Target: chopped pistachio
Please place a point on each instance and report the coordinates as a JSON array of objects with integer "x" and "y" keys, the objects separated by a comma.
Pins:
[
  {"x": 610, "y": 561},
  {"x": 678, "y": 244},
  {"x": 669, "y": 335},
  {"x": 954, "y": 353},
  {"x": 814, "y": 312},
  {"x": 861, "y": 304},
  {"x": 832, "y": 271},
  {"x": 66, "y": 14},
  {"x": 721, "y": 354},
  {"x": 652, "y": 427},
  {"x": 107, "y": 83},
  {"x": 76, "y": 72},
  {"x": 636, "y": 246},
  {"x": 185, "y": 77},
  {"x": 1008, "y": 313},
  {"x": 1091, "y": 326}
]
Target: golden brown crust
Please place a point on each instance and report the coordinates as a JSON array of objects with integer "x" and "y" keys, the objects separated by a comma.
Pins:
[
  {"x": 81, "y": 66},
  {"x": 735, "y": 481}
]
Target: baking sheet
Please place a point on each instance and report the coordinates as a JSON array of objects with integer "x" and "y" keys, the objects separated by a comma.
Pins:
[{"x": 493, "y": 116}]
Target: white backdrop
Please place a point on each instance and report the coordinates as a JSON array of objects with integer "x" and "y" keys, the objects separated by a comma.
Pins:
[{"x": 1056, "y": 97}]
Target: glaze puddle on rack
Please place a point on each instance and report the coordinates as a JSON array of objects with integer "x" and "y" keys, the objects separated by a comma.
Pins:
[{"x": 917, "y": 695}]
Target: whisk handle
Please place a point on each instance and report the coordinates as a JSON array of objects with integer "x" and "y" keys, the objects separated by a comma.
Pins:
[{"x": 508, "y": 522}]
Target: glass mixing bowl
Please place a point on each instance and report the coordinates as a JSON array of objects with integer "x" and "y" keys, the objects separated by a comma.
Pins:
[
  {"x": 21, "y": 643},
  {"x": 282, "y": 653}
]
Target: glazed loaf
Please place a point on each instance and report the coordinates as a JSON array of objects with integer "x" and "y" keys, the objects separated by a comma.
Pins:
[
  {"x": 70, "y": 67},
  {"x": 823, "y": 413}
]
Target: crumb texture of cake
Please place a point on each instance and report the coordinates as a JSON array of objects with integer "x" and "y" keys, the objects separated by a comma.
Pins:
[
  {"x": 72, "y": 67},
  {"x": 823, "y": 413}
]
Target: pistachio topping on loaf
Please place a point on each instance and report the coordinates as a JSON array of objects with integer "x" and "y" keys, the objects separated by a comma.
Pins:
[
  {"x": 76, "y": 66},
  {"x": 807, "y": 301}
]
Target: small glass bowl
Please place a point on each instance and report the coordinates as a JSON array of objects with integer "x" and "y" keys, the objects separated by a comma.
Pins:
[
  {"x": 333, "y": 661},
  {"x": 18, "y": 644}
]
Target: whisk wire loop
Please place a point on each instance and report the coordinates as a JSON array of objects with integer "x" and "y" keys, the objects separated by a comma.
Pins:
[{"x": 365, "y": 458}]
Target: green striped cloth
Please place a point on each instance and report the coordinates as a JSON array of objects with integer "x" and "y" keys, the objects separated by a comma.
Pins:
- - - - -
Transcribe the data. Leave every line exactly as it is.

CORRECT RESULT:
Target: chopped pistachio
Please place a point on each instance and report the coordinates as a JSON array of objects with integer "x" and "y" keys, the objects separated by a comma.
Pins:
[
  {"x": 610, "y": 561},
  {"x": 678, "y": 244},
  {"x": 669, "y": 335},
  {"x": 954, "y": 353},
  {"x": 814, "y": 312},
  {"x": 861, "y": 304},
  {"x": 832, "y": 271},
  {"x": 66, "y": 14},
  {"x": 721, "y": 354},
  {"x": 652, "y": 427},
  {"x": 107, "y": 83},
  {"x": 76, "y": 72},
  {"x": 636, "y": 246},
  {"x": 185, "y": 77},
  {"x": 1008, "y": 313},
  {"x": 1091, "y": 326}
]
Target: golden brown crust
Please place a point on each instance and report the coordinates as a JSON array of objects with integer "x" and "y" keys, the objects separated by a comma.
Pins:
[
  {"x": 81, "y": 66},
  {"x": 735, "y": 481}
]
Target: baking sheet
Please place a point on each instance and report the coordinates as a JSON array of objects with integer "x" and "y" keys, the objects separated by a comma.
Pins:
[{"x": 493, "y": 116}]
Target: white backdrop
Please place a point on each instance and report the coordinates as a JSON array of objects with integer "x" and "y" keys, the objects separated by a comma.
Pins:
[{"x": 1056, "y": 97}]
Target: glaze puddle on rack
Please place a point on each instance and report the coordinates as a JSON array of objects with integer "x" and "y" keys, the objects separated by a comma.
Pins:
[{"x": 917, "y": 695}]
Target: whisk handle
Please place a point on each instance and report the coordinates as a JSON array of objects with integer "x" and "y" keys, the objects separated by a comma.
Pins:
[{"x": 508, "y": 522}]
Target: glass mixing bowl
Please place a point on each instance and report the coordinates as a JSON array of objects with integer "x" and "y" keys, the objects separated by a comma.
Pins:
[
  {"x": 21, "y": 643},
  {"x": 282, "y": 653}
]
Target: glazed loaf
Please place a point on each instance and report the coordinates as a JSON array of objects with integer "x" and "y" keys, the objects separated by a comma.
Pins:
[
  {"x": 70, "y": 67},
  {"x": 823, "y": 413}
]
Target: crumb texture of cake
Please place a point on each instance and report the coordinates as a JSON array of objects with integer "x" and "y" keys, the objects separated by a comma.
Pins:
[
  {"x": 72, "y": 67},
  {"x": 823, "y": 413}
]
Target: pistachio topping on loaf
Please place a point on each instance and report the coordinates as a JSON array of objects with integer "x" and "y" keys, the objects separated by a comma.
Pins:
[
  {"x": 76, "y": 66},
  {"x": 807, "y": 301}
]
Target: small glass bowl
Please place a point on each instance and report the coordinates as a JSON array of objects with integer "x" and "y" keys, the objects separated by a comma.
Pins:
[
  {"x": 333, "y": 661},
  {"x": 18, "y": 644}
]
Target: whisk wire loop
Please place a point on each instance and report the coordinates as a JSON array of objects with integer "x" and "y" keys, the objects separated by a comma.
Pins:
[{"x": 365, "y": 458}]
Target: green striped cloth
Please place a point on each instance and report the coordinates as a JSON array of objects with integer "x" and "y" keys, the objects separated by a comma.
Pins:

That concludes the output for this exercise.